*** Opening EXCERPTED PASSAGE ***
Yet, when looking at the contract proposal, Lake may have been expecting Congress to pass a bill that would immediately establish the Tribe with recognition. But there is little in the wind of such an unusual bill being passed by the many members of Congress.
Currently, there is no communication with Herger’s office by the Shasta Tribe. According to Dave Meurer, Herger’s field representative, Herger has sent a letter to the Bureau of Indian Affairs asking which Shasta group is viewed as the “legitimate group” or “governing body” and has abided by the rules set up for communications from the U.S. government to official or unofficial Tribes.
When Lake returned a phone call to the Pioneer Press last week, he first said that the contract proposal was “confidential” information and asked how this reporter obtained it. Recently, Lake has praised the Pioneer Press for its coverage of Indian affairs. But during the phone call, he refused to be quoted “on the record,” without talking with council first.
Yet Lake and Hice are the names listed as “contact” on the Hornbrook LLC contract proposal.
This reporter found the casino proposal through a simple “Google” search. When reading the proposal, the “shastagold.com” property website was ready for a click of the mouse – and the sentence was followed by the “(User) Shasta (Password) Tribe” information to go into the site.
It opened by using a capital “T” in Tribe. The site touted web cams and photos, taken as early as 2004, of various angles on the property. R Ranch was shown as a neighbor, along with I-5 on a map. Uniquely, the mouse pointer was followed with the letters “Shasta Gold” adding a touch of class.
After talking with Lake on June 2, 2006, this reporter could no longer get into the site using “Tribe” as the password. But, the Hornbrook LLC contract proposal is still easily located through “Google.” Lake did send an email on June 3, to the Pioneer Press saying he was “very concerned that this site had been hacked or illegally breached thus giving ‘anyone’ access to it...”
But making money is definitely part of the proposal, which seemed to be actively looking for investors.
In the “Executive Summary” of the contract proposal, Lake and Hice write: “5. Upon federal recognition, the “Development and Operating” contract will be sold to the highest bidder for $30 million or more. An investment decision may be made to keep the ‘right’ depending on profitability.” By the end of the purchases, the resort will own approximately 450 acres.
*** Closing EXCERPTED PASSAGE ***
*** Opening ENTRIES SUPPLIED ***
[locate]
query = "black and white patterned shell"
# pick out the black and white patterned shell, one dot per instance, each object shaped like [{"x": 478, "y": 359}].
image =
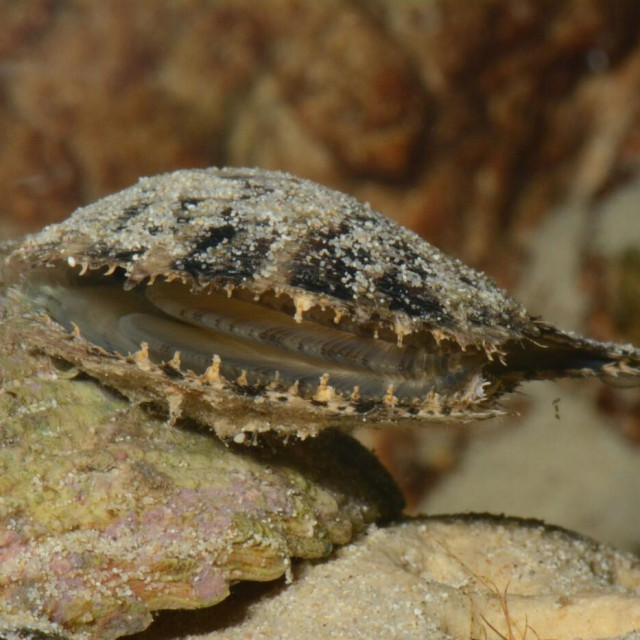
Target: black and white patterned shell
[{"x": 255, "y": 300}]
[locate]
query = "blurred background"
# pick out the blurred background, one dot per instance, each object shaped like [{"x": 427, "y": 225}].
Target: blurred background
[{"x": 505, "y": 132}]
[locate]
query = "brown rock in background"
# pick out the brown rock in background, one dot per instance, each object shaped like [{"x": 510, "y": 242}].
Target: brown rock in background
[{"x": 498, "y": 130}]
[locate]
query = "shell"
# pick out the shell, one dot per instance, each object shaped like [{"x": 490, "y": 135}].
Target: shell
[
  {"x": 107, "y": 514},
  {"x": 255, "y": 300}
]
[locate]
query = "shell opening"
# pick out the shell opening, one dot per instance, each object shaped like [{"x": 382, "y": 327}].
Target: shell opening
[{"x": 257, "y": 341}]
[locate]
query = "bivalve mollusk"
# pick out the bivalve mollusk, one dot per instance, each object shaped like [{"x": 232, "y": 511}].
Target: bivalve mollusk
*** Closing ENTRIES SUPPLIED ***
* REQUIRED ACTIONS *
1. According to the article on the Shasta casino proposal, about how many acres will the resort own once the purchases are finished?
2. Carry on the article about the Shasta casino proposal, starting right after its final sentence.

* ANSWERS TO THE TASKS *
1. Approximately 450 acres.

2.
In the “Technical Summary” Lake and Hice explain that in “the unlikely event the Shasta’s are not able to achieve federal recognition within one year” the investment group will have an option to purchase OrCal’s equity interest in Hornbrook, LLD for $1,000. “This innovative alternative to foreclosure gives the entire real estate project to Investgroup with a minimum amount of trouble,” it claims.
The Pioneer Press then spoke with Siskiyou County District Attorney, Kirk Andrus, about the situation, asking the definition of “fraud.”
It is as follows: Intentional deception resulting in injury to another. Fraud usually consists of a misrepresentation, concealment or nondisclosure of a material fact.
“It is very broad,” said D.A. Andrus.
Whether any investors have plunked down monies is not yet known by the Pioneer Press. But one thing is for sure – the Shasta Tribe does not have federal recognition, nor is it close to obtaining the status, according to government agencies and entities. So it is years away from establishing a casino.
Cheryl Schmit, of Stand Up for California, said that the U.S. government must be extremely careful in designating federal recognition, because of the eventual expense to the tax payer.
“Gary Lake would need to demonstrate that his Tribal government exercises social, economic and political influence that is wide spread over an entire group and community,” said Schmit, “not just a few activists."